▶ GIVEN REQUEST:
Retype everything in the records below, from the line containing "brown branch? Give me the box." down to the line containing "[0,0,220,150]", with both of those lines included and each line copied character for character.

▶ DATA FOR THE TASK:
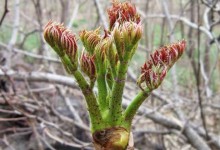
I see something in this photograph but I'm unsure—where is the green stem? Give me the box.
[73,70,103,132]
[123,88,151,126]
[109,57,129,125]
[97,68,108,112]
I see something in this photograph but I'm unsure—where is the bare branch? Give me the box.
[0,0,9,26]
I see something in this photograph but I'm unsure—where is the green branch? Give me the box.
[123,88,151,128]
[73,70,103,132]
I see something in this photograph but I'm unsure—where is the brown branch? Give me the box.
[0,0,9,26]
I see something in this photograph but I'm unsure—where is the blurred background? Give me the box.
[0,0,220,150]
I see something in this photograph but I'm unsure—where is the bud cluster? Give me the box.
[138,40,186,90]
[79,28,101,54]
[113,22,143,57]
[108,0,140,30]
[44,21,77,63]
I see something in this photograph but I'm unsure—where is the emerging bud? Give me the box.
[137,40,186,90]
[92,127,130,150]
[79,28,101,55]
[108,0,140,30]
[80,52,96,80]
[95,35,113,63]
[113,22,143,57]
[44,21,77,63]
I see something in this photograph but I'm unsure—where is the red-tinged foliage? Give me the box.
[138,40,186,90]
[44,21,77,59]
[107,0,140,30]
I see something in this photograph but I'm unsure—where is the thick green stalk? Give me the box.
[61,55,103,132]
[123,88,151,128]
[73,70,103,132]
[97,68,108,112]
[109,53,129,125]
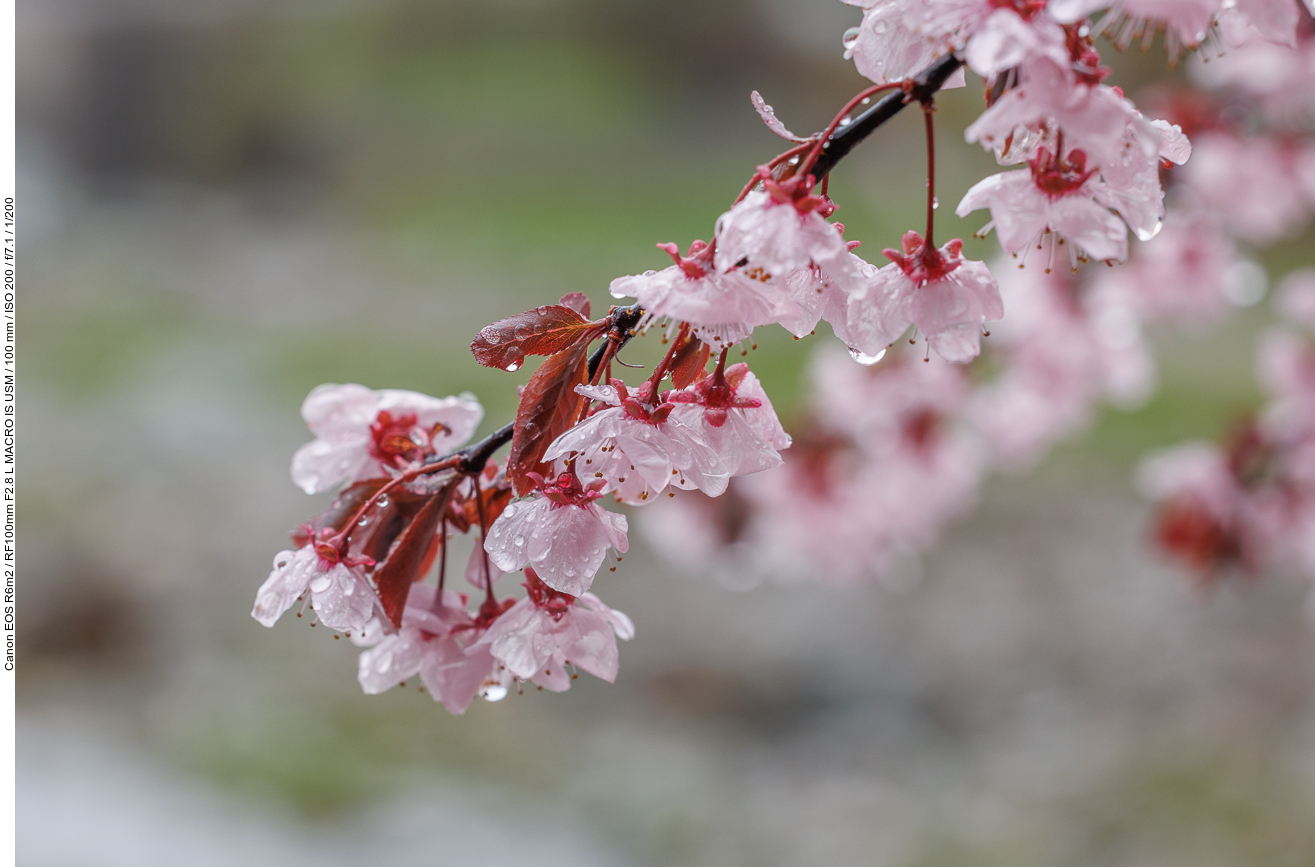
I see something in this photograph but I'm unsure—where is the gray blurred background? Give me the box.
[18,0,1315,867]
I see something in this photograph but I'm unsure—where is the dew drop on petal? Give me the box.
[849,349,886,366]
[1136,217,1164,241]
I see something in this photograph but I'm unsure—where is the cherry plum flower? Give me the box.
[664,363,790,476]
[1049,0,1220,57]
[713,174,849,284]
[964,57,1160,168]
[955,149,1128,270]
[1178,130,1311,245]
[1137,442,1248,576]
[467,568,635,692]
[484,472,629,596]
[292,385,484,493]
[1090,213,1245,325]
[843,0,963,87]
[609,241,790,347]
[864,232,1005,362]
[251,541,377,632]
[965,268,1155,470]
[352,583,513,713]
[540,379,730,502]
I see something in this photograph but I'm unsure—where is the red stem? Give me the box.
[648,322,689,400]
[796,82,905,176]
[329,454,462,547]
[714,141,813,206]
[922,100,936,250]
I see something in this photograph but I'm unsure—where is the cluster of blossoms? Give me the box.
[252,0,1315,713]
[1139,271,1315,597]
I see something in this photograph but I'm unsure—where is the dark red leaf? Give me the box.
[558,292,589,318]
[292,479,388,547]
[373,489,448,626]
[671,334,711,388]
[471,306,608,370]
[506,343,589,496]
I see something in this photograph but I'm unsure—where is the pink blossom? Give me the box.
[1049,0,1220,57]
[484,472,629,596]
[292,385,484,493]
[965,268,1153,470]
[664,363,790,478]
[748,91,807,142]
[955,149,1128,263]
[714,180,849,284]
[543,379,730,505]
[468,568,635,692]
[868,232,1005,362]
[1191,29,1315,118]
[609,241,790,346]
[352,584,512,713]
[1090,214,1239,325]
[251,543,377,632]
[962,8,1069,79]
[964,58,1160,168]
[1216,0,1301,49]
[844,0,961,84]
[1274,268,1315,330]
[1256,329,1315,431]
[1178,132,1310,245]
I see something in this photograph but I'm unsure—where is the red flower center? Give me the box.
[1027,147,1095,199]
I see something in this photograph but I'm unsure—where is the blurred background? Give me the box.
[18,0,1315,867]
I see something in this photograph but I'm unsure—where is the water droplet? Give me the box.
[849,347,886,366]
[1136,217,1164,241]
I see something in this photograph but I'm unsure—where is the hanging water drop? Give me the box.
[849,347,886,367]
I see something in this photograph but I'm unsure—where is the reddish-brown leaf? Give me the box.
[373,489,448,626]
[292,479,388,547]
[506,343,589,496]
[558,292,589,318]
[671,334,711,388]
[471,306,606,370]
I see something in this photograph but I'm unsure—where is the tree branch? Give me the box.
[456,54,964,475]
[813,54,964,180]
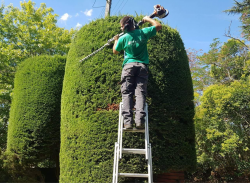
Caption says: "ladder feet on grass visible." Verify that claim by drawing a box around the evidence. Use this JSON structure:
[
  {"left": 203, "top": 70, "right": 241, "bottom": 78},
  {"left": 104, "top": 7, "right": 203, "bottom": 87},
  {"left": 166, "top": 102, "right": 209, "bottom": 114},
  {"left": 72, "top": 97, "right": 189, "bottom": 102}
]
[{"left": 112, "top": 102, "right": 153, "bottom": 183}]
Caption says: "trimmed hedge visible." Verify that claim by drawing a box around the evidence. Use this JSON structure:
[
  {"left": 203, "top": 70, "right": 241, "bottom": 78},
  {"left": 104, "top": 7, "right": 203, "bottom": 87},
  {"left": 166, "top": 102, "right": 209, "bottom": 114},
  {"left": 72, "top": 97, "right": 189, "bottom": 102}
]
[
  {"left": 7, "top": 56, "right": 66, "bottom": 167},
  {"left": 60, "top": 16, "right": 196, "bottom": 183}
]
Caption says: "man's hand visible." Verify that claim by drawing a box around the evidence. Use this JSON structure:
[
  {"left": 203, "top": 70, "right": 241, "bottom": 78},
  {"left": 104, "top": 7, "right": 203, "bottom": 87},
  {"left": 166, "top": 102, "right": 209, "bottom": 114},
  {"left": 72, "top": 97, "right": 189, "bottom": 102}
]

--

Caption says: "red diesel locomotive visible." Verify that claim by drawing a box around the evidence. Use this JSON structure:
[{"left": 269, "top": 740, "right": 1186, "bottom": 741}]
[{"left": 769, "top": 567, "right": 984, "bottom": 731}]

▶ RESPONSE TO THIS TASK:
I see something in this photograph but I'm unsure—where is the brown branch? Give me the box.
[0,0,9,26]
I see something in this photograph but I'm unsure—where is the blurred background? Give me the box.
[0,0,220,150]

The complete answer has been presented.